Online Program

324652
Weighting the Factors Associated with Children Obesity: A Random Forest Approach


Tuesday, November 3, 2015

Dario Gregori, Unit of Biostatistics, Epidemiology and Public Health, University of Padova, Padova, Italy
Giulia Lorenzoni, Unit of Biostatistics, Epidemiology and Public Health, Department of Cardiac, Thoracic and Vascular Sciences, University of Padova, Padova, Italy
Nicola Soriani, Unit of Biostatistics, Epidemiology and Public Health, DCTV, University of Padova, Italy
Paola Berchialla, Department of Clinical and Biological Sciences, University of Torino, Torino, Italy
Obesity and overweight (OWO) are a recognized worldwide health issues. Individual data are needed in order to assess role played by different factors. A key point is whether commonly accepted risks factors for child obesity play the same role in the various countries. Difficulties arise when the number of variables/number of subjects ratio is close to, if not greater than, one. This makes common regression approaches impracticable.

Data on 2640 children 6-11 years (Argentina, Brazil, Chile, France, Georgia, Germany, UK, India, Italy and Mexico) were collected on more than 90 parameters (anthropometrics, built environment, familiar socio economic status, food and activity frequency). Two outcomes were considered, BMI z-scores and WHO classes of OWO vs. Normal children.

Given that sample size is heterogeneous across countries (from 60 up to 1640 children), role played by each potential factor associated with both outcomes separately was estimated using Random Forests (RF), which have been implemented using 150000 bootstrap samples using Bylander’s bias-correction approach. All factors have been used as potential predictors of both outcomes. One-hundred permutations per tree were run for assessing each factor’s importance, using the mean of squared residuals for BMI z-score and the Out-of-Basket (OOB) classification error rate for OWO vs. Normal. Factors do not explain variability in BMI z-score (from 5% up to 34%) and to classify OWO children (error rate from 5.50% up to 94.7%), in the same extent in the various countries, suggesting that cultural heterogeneity exists in the roles played by the same factors on children’s obesity.

Task requirements:
**a.** In the abstract, rewrite the paragraph that begins "Data on 2640 children" as a short list that keeps its main facts.
**b.** Write out everything in the abstract from "Data on 2640" down to "vs. Normal children.", word for word.

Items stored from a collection
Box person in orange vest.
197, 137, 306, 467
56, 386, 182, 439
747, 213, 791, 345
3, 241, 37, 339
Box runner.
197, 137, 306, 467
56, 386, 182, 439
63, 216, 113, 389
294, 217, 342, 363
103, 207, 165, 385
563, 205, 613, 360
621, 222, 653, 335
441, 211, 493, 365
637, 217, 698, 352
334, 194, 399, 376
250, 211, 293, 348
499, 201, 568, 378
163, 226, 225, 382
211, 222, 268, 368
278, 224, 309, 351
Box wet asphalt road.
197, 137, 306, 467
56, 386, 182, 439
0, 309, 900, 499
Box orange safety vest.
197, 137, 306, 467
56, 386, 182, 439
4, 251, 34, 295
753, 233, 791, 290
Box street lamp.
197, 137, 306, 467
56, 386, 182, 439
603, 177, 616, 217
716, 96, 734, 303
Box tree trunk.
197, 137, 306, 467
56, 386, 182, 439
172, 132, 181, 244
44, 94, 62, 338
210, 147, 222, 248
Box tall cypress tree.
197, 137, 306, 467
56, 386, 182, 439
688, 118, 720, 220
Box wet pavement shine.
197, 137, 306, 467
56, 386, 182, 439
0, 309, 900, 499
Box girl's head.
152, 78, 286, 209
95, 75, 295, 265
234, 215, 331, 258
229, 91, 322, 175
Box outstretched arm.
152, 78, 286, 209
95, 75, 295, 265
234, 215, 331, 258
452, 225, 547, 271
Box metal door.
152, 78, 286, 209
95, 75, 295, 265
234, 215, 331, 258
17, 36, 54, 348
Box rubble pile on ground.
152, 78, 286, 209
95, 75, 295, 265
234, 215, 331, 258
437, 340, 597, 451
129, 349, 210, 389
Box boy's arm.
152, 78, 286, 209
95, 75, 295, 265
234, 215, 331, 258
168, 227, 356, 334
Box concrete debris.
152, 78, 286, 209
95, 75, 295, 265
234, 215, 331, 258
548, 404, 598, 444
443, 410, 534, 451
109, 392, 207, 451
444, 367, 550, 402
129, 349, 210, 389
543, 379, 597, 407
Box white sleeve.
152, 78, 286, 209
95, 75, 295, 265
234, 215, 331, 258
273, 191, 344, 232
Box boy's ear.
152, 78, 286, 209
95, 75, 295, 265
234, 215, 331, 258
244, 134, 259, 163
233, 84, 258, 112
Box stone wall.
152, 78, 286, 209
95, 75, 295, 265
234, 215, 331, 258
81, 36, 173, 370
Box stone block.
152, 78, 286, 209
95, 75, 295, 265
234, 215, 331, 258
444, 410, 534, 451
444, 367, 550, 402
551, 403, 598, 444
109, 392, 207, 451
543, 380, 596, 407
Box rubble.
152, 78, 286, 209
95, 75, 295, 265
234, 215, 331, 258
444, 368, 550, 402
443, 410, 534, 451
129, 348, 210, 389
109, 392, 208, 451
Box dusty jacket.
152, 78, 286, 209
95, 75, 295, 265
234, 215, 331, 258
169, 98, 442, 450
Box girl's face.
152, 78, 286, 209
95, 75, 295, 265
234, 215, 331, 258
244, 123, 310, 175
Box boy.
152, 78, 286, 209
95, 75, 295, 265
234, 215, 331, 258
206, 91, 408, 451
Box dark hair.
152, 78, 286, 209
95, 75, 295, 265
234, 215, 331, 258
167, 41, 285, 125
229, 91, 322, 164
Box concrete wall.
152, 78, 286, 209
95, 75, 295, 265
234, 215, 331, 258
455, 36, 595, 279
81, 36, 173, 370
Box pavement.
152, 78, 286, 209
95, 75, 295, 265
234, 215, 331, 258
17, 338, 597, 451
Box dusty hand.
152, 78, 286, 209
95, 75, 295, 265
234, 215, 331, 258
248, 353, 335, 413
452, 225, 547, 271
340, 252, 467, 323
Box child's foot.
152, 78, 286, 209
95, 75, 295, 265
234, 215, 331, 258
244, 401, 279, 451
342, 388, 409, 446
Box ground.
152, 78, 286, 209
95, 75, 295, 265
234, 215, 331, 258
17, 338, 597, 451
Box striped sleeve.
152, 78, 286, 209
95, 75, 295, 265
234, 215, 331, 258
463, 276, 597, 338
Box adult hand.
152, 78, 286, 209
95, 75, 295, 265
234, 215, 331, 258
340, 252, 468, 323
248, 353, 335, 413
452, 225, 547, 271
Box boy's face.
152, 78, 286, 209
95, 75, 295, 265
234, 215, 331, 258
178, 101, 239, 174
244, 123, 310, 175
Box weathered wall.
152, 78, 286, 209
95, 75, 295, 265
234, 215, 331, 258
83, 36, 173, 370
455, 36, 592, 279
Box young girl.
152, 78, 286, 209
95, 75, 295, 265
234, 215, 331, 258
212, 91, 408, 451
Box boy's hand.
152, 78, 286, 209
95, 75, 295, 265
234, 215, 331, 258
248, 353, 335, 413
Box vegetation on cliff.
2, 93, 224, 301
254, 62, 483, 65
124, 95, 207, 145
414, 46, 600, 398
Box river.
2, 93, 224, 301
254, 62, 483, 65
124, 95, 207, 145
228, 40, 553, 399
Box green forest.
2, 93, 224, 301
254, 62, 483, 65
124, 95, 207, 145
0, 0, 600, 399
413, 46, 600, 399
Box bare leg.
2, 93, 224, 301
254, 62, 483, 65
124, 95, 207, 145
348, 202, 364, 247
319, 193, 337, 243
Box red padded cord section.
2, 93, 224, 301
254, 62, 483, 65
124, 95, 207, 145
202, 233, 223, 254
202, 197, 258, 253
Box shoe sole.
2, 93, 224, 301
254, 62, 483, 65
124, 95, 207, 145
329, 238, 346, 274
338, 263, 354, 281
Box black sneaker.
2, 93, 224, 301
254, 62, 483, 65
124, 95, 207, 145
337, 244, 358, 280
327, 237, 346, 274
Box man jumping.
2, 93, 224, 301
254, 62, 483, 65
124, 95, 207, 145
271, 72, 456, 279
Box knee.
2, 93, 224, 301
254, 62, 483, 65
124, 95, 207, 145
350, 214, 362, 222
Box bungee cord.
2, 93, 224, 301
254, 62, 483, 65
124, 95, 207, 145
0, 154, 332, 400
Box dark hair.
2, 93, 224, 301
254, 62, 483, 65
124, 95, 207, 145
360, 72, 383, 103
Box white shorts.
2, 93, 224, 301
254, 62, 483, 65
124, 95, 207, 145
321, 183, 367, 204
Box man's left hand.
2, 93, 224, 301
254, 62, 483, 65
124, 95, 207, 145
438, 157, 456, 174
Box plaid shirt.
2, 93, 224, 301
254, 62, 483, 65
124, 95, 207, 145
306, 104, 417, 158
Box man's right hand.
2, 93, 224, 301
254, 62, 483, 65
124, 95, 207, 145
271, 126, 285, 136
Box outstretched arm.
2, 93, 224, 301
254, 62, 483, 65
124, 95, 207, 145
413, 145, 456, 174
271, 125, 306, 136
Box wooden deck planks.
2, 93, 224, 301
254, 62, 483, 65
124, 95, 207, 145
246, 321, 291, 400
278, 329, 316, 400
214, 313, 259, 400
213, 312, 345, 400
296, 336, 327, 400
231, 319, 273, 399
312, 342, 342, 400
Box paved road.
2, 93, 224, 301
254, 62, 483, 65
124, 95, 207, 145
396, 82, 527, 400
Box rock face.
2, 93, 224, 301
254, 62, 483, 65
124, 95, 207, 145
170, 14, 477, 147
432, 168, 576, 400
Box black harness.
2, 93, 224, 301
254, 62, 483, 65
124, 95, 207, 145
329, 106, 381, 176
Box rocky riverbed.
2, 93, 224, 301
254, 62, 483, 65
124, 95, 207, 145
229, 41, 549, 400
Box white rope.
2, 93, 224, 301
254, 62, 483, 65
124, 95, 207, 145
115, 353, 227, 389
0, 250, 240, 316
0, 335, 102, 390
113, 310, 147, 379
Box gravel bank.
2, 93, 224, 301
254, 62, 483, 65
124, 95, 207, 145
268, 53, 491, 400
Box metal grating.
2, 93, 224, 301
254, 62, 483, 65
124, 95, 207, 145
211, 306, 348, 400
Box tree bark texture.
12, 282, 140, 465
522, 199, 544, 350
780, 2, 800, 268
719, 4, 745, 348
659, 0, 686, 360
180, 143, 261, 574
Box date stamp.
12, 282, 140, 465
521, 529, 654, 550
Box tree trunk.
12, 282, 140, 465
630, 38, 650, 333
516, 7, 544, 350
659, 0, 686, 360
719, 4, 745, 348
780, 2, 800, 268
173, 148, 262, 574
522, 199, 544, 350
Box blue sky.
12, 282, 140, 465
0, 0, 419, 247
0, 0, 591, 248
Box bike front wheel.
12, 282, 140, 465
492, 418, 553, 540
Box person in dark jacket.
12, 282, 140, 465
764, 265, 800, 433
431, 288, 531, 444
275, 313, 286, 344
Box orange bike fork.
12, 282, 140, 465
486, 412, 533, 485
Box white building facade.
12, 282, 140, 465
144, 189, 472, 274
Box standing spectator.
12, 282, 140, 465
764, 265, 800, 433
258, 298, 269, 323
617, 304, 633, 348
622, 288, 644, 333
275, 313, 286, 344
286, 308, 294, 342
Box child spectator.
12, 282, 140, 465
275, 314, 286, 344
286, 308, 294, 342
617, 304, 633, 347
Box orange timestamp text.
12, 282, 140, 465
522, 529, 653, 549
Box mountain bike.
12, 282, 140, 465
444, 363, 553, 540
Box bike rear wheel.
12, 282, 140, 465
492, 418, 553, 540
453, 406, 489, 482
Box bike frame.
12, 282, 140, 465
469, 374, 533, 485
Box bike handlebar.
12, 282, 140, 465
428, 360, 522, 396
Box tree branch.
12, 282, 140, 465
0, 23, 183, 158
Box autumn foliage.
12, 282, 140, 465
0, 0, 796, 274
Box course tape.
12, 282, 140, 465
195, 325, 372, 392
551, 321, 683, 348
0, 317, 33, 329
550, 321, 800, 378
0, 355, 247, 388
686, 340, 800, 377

Expected responses:
**a.**
- Sample: 2640 children aged 6-11
- Countries: Argentina, Brazil, Chile, France, Georgia, Germany, UK, India, Italy and Mexico
- Data: more than 90 parameters, covering anthropometrics, built environment, family socioeconomic status, and food and activity frequency
- Outcomes: BMI z-scores, and WHO classes of overweight/obese vs. normal children

**b.**
Data on 2640 children 6-11 years (Argentina, Brazil, Chile, France, Georgia, Germany, UK, India, Italy and Mexico) were collected on more than 90 parameters (anthropometrics, built environment, familiar socio economic status, food and activity frequency). Two outcomes were considered, BMI z-scores and WHO classes of OWO vs. Normal children.